Give the data below again exactly as it stands. Omit the pictures.

EXTRACTED INFORMATION below:

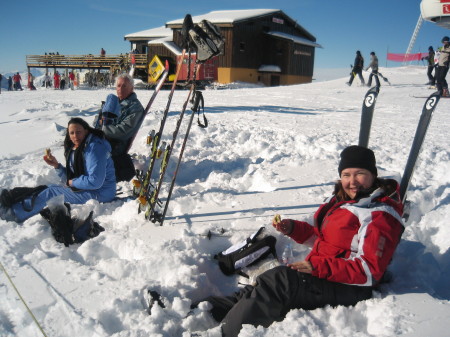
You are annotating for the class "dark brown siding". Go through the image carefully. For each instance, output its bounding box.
[227,13,315,77]
[148,10,317,84]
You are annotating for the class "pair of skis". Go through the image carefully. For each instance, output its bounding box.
[133,50,186,212]
[132,52,202,225]
[142,63,202,224]
[358,87,441,217]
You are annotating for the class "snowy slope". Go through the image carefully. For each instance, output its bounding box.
[0,66,449,337]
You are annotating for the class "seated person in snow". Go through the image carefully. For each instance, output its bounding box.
[100,74,144,157]
[0,117,116,223]
[193,145,405,337]
[97,74,145,182]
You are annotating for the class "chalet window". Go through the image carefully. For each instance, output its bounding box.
[240,42,245,52]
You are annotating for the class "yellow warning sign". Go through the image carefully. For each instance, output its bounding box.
[148,55,165,83]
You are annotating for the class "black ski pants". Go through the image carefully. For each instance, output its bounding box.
[367,70,380,87]
[203,266,373,337]
[348,66,365,85]
[427,65,435,85]
[435,65,449,94]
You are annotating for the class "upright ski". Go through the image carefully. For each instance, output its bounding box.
[358,86,379,148]
[158,90,205,225]
[145,64,201,222]
[400,91,440,212]
[134,50,186,209]
[126,61,170,152]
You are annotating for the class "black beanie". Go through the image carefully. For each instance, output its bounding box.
[338,145,377,176]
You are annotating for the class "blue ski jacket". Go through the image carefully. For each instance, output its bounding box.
[57,133,116,201]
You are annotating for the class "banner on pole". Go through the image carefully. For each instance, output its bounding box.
[387,52,428,62]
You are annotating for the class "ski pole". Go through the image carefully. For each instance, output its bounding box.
[159,83,203,225]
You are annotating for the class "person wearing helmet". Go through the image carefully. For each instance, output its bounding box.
[435,36,450,96]
[347,50,365,86]
[421,46,436,86]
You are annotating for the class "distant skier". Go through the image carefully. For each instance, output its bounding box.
[27,72,36,90]
[0,73,2,94]
[44,73,52,88]
[53,71,60,89]
[8,76,13,91]
[435,36,450,97]
[347,50,365,86]
[13,72,23,91]
[68,71,75,90]
[421,46,436,86]
[365,52,380,87]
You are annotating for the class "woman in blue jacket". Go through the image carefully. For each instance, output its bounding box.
[8,118,116,222]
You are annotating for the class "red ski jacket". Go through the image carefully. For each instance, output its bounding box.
[289,180,404,286]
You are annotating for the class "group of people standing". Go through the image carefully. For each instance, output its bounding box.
[422,36,450,97]
[0,72,40,91]
[347,51,380,87]
[41,71,76,89]
[347,35,450,97]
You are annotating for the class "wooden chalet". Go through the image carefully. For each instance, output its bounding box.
[124,9,322,86]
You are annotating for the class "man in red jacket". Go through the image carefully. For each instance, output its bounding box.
[198,145,404,337]
[13,72,23,90]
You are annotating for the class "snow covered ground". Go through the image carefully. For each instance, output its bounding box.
[0,66,449,337]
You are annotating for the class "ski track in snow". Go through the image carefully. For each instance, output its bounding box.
[0,66,449,336]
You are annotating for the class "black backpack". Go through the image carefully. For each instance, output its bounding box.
[1,186,48,211]
[215,227,278,277]
[40,203,104,247]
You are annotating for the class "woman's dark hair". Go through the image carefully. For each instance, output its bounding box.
[64,117,105,153]
[333,177,398,202]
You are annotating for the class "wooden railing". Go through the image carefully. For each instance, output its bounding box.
[26,54,148,70]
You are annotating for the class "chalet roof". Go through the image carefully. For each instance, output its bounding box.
[149,39,184,56]
[166,9,280,25]
[124,26,172,41]
[165,9,317,42]
[125,9,319,46]
[267,31,322,48]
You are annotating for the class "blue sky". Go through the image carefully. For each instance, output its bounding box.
[1,0,449,74]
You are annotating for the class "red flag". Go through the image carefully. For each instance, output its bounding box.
[387,53,428,62]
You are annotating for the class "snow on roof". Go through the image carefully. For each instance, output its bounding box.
[258,65,282,72]
[124,26,172,40]
[266,31,323,48]
[166,9,280,25]
[148,40,184,56]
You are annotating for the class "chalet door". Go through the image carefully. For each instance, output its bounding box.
[270,75,280,86]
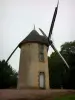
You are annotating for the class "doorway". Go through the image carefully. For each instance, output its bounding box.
[39,72,45,89]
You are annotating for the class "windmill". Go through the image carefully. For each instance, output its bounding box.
[6,0,69,69]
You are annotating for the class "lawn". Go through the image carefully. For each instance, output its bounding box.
[54,94,75,100]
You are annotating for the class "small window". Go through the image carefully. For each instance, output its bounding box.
[39,53,44,61]
[38,44,44,62]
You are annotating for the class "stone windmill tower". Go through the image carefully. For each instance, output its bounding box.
[17,29,49,89]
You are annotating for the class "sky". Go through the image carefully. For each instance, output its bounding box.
[0,0,75,71]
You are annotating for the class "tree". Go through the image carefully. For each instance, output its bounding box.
[61,41,75,89]
[48,41,75,89]
[0,60,18,89]
[48,52,66,88]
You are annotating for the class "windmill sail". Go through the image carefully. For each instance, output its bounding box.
[39,28,47,37]
[6,45,19,63]
[39,28,69,68]
[48,0,59,40]
[50,43,69,68]
[39,0,69,69]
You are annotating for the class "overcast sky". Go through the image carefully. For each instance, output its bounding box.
[0,0,75,71]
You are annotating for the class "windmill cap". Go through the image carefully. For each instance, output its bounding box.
[19,30,49,48]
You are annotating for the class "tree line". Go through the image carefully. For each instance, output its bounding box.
[0,60,18,88]
[48,41,75,89]
[0,40,75,89]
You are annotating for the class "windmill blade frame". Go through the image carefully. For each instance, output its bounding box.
[50,43,69,68]
[39,28,47,37]
[6,45,19,63]
[39,27,70,68]
[48,0,59,40]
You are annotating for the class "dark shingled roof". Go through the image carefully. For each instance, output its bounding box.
[19,30,49,47]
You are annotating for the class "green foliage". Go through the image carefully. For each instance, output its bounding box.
[0,60,18,89]
[48,52,65,88]
[48,41,75,89]
[61,41,75,54]
[54,94,75,100]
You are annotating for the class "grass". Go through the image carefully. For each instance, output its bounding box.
[54,94,75,100]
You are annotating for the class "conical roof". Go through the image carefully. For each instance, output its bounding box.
[19,30,49,47]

End of EXTRACTED INFORMATION.

• **YOUR SOLUTION**
You are annotating for the class "dark brown siding". Go through the image carefully. For each instance, output its bounding box.
[227,13,315,77]
[148,10,317,84]
You are annotating for the class "pair of skis". Go through the image carefully. For each instance, output its bounding box.
[133,50,186,212]
[132,52,202,225]
[142,63,202,224]
[358,87,441,217]
You are annotating for the class "snowy slope". Go through the image carefully. For each instance, output its bounding box.
[0,66,449,337]
You are annotating for the class "seated person in snow". Go through the image carefully. For each instance, output its bounding box.
[100,74,144,157]
[0,117,116,223]
[193,145,405,337]
[97,74,145,182]
You are annotating for the class "chalet window". Go through the image carefully. For each instance, output its bounding box.
[240,42,245,52]
You are annotating for the class "yellow warning sign". Go through the image carefully. For each instance, output its bounding box.
[148,55,165,83]
You are annotating for the class "black ski pants". Go through the image carefully. For each instance, output its bounding box.
[367,70,380,87]
[203,266,373,337]
[348,66,365,85]
[427,65,435,85]
[435,65,449,94]
You are annotating for the class "upright ski". Go through the image carefully. For each instance, output its bounding box.
[358,86,379,148]
[158,90,205,225]
[145,64,201,222]
[400,91,440,212]
[134,50,186,209]
[126,61,170,152]
You are annotating for the class "black beanie". Go through the image carefully. For each instance, output its bounding box.
[338,145,377,176]
You are annotating for the class "blue ski jacket". Go through the image carefully. For each instance, output its bounding box.
[57,133,116,201]
You are annotating for the class "banner on pole". Go through the image carefully. For each instance, output its bounding box.
[387,52,428,62]
You are annotating for the class "ski pole". Go through the image carefully. For each instance, output its bounding box.
[159,83,203,225]
You are annotating for the class "person wearing helmet". Go through the image carefully. For each instance, output its bounding box.
[435,36,450,96]
[347,50,365,86]
[421,46,436,86]
You are annotating for the class "distant skier". Go through the image carefully. For each instance, output its bounding box.
[27,72,36,90]
[0,73,2,94]
[44,73,52,88]
[53,71,60,89]
[8,76,13,91]
[435,36,450,97]
[347,50,365,86]
[13,72,23,91]
[68,71,75,90]
[421,46,436,86]
[365,52,380,87]
You are annotating for the class "woman in blue jacket". Go through the image carefully. For each instance, output its bounding box.
[8,118,116,222]
You are annotating for the class "red ski jacket". Go through the image carefully. For each instance, output its bounding box.
[289,180,404,286]
You are annotating for the class "group of people standing". Go through the image carefully. For each instance, output its bounding box.
[422,36,450,97]
[0,72,40,91]
[347,51,380,87]
[41,71,76,89]
[347,35,450,97]
You are annotating for the class "wooden chalet". Go through the image carefully. For each instance, output its bounding box.
[124,9,322,86]
You are annotating for the class "man in red jacket". Go through the image carefully. For each instance, output its bounding box.
[198,145,404,337]
[13,72,23,90]
You are annotating for the class "snow covered ground". Go through the image carefully. For each instance, output its bounding box.
[0,66,449,337]
You are annotating for the class "ski track in snow". Go through the image carefully. For each instance, output its bounding box.
[0,66,449,336]
You are annotating for the class "black backpack". Go through the image carefully. For each instance, output its bounding box.
[1,186,48,211]
[215,227,278,277]
[40,203,104,247]
You are annotating for the class "woman's dark hair". Go through the image carefully. For each instance, output its bounding box.
[64,117,105,153]
[333,177,398,202]
You are annotating for the class "wooden railing". Go through the image carefully. For each instance, output its bounding box.
[26,54,148,70]
You are annotating for the class "chalet roof". Go through the image carefully. For each instance, output its bounding box.
[149,39,184,56]
[166,9,280,25]
[124,26,172,41]
[165,9,317,42]
[125,9,319,46]
[267,31,322,48]
You are annotating for the class "blue sky". Go through the image carefully. For each instance, output its bounding box.
[1,0,449,74]
You are annotating for the class "red flag". Go through the image carefully. For each instance, output its bounding box.
[387,53,428,62]
You are annotating for the class "snow on roof". Go through the image carefully. For each instance, output its bounding box.
[258,65,282,72]
[124,26,172,40]
[266,31,323,48]
[166,9,280,25]
[148,40,184,56]
You are annotating for the class "chalet door". Go through the image carefully. For each instance, output its bounding box.
[270,75,280,86]
You are annotating for the class "doorway". Go through the image carefully. For each instance, output its bounding box.
[39,72,45,89]
You are annotating for the class "windmill". Go through the image carefully. For each instance, output its bounding box.
[6,0,69,69]
You are annotating for the class "lawn". Go through the image carefully. For each instance, output its bounding box.
[54,94,75,100]
You are annotating for the class "small window". Go through the image carefully. For each instance, output its bounding box.
[39,53,44,61]
[38,44,44,62]
You are annotating for the class "stone windmill tower". Go through the image carefully. For each instance, output its bounding box.
[17,29,49,89]
You are annotating for the class "sky". Go through the image carefully. For each instance, output its bounding box.
[0,0,75,71]
You are annotating for the class "tree". Go through the image carefully. For each instance, output its bounding box.
[61,41,75,89]
[48,41,75,89]
[0,60,18,89]
[48,52,66,88]
You are annotating for the class "windmill sail". Go through the image carefully. For each instance, output its bounding box.
[39,28,47,37]
[6,45,19,63]
[39,28,69,68]
[48,0,59,40]
[50,43,69,68]
[39,0,69,69]
You are annotating for the class "overcast sky". Go through the image carefully. For each instance, output its bounding box.
[0,0,75,71]
You are annotating for the class "windmill cap". Go through the image carefully. For each instance, output its bounding box.
[19,30,49,48]
You are annotating for the class "tree line". Go through the image carefully. For each instance, output its bounding box.
[0,60,18,88]
[48,41,75,89]
[0,40,75,89]
You are annotating for the class "windmill blade frame". Go through the image carefully. For each instance, output its bounding box.
[50,43,69,68]
[39,28,47,37]
[6,45,19,63]
[39,27,70,68]
[48,0,59,40]
You are annotating for the class "dark shingled roof". Go through the image carefully. For each instance, output its bounding box.
[19,30,49,47]
You are annotating for the class "green foliage". Go through the image carefully. For each instance, output its bounding box.
[0,60,18,89]
[48,52,65,88]
[48,41,75,89]
[61,41,75,54]
[54,94,75,100]
You are annotating for the class "grass". Go through the image carefully. For each instance, output its bounding box.
[54,94,75,100]
You are annotating for the class "conical roof". Go through the image carefully. For each instance, output its bounding box.
[19,30,49,47]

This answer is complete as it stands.